-------- Selected passage --------

From its chacras (fields) to its kitchens, dining halls and street vendors, Bolivia’s place-based food identity is expressed through countless varieties of potatoes and roots, peanuts, squash, corn, beans and hot peppers. Take for instance Bolivia’s signature pastry, the salteña—a plumper, juicier take on the empanada, consumed as a mid-morning snack. Each of Bolivia’s distinct regions, from the high Andes of Potosí to the temperate plains of Cochabamba, has a distinct recipe (often including potatoes, vegetables, raisins, meat and/orhard-boiled eggs) showcasing the local ingredients and culinary pride of its inhabitants. A necessary accompaniment to the salteña, and to most Bolivian meals, is a spicy salsa called llajua (pronounced ya-hua), made from native Andean peppers such as locotos. Indeed, the ancestors of all peppers are believed to have originated in Bolivia, before spreading to Central America and Mexico. The llajua (or llajwa) found in various regions of Bolivia is distinguished by different herbs: wakataya (which has a licorice aroma) is used in the Altiplano while quilquiña (a cilantro-like herb) is used in Cochabamba.

Llajua (Spicy Bolivian Salsa)

2 hot peppers (locoto, habanero or serrano)

1 large tomato (about 8 oz)

1 tablespoon fresh (or 1 tsp dried) herb such as quilquiña, cilantro or parsley

1 small onion, finely chopped

salt to taste

1) Remove seeds from peppers and discard. 2) Squeeze tomato juices and seeds into a small bowl. 3) Grind peppers, herbs and tomato on a mortar or in a food processor. 4) Add reserved tomato pulp to the mixture and salt to taste. Cover and refrigerate. Best when used on the same day.[ii]

Bolivian cuisine is a testament to the resilience of Andean farmers, who have fought to preserve the integrity of their agro-food systems for centuries. In January 2009, Bolivia became the fifth country to formally adopt the concept of “food sovereignty” into its national constitution[iii]. Although many challenges remain, this broad-ranging commitment to prioritize sustainable, local food production for local consumption bodes well for the health of the country’s rural and urban communities. Revaluing Bolivia’s neglected native foods for the benefit of local populations is a step in the right direction.

--------

▸ **Task objective**:
Please state whether each statement agrees with the passage on Bolivian food, answering yes or no and quoting the deciding words. 1. The salteña is eaten as a mid-morning snack. 2. Wakataya is the herb used in llajua in Cochabamba. 3. Bolivia was the first country to adopt food sovereignty into its constitution. The listing that follows comes from a separate source.

-------- Extracted information --------

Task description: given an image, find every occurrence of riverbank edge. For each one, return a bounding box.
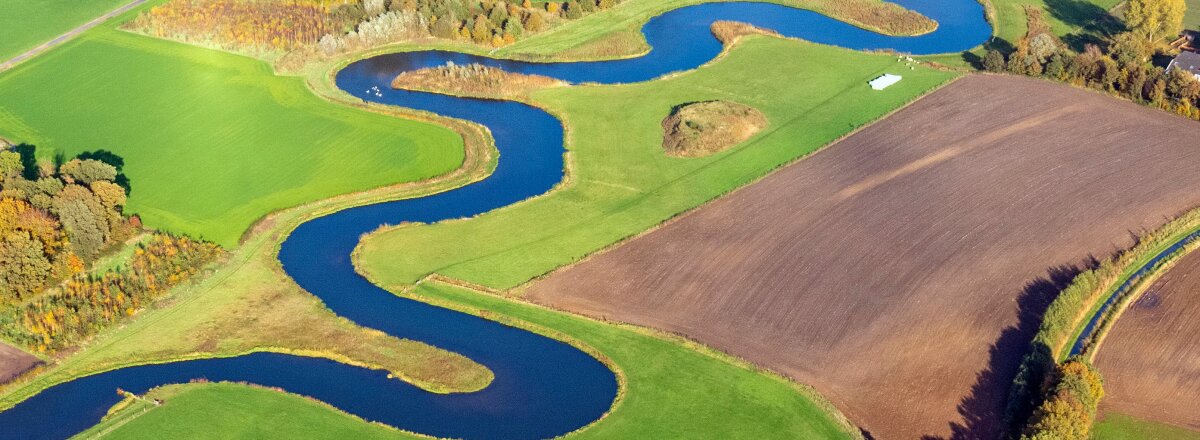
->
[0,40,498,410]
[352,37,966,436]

--------
-------- Extracted information --------

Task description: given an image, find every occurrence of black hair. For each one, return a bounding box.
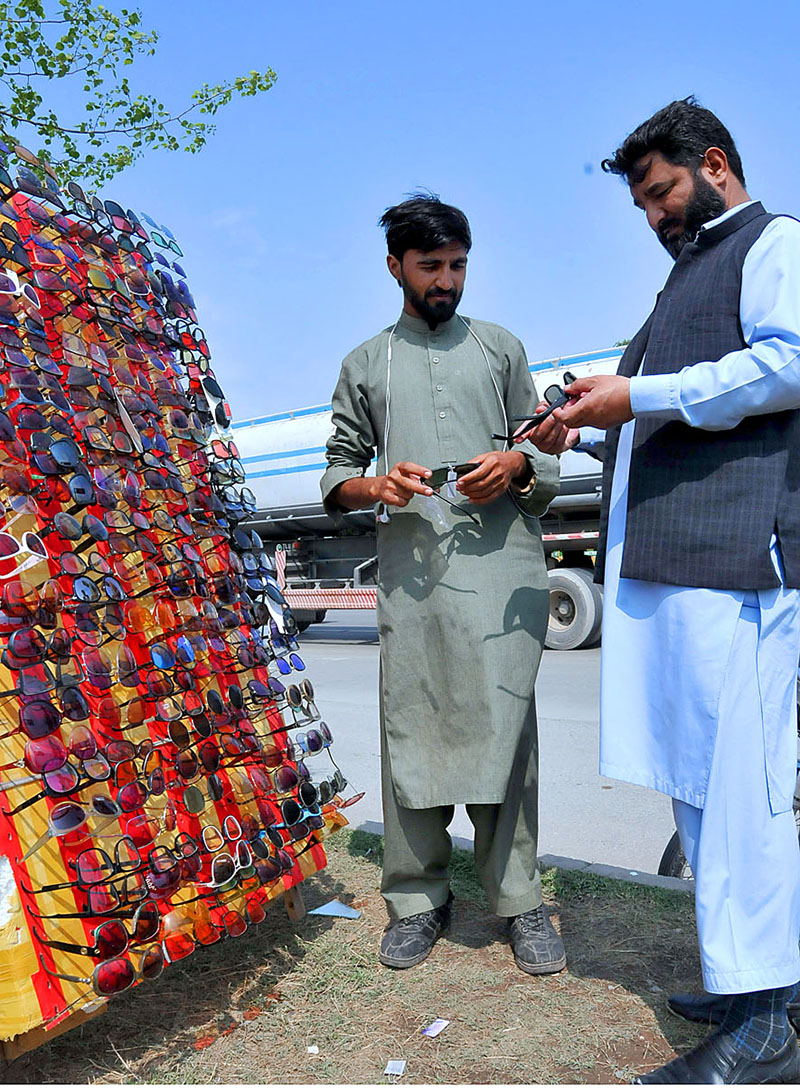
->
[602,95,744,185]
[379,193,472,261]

--------

▸ **Result**:
1. Yes: "consumed as a mid-morning snack"
2. No: "quilquiña (a cilantro-like herb) is used in Cochabamba"
3. No: "Bolivia became the fifth country to formally adopt the concept of “food sovereignty” into its national constitution"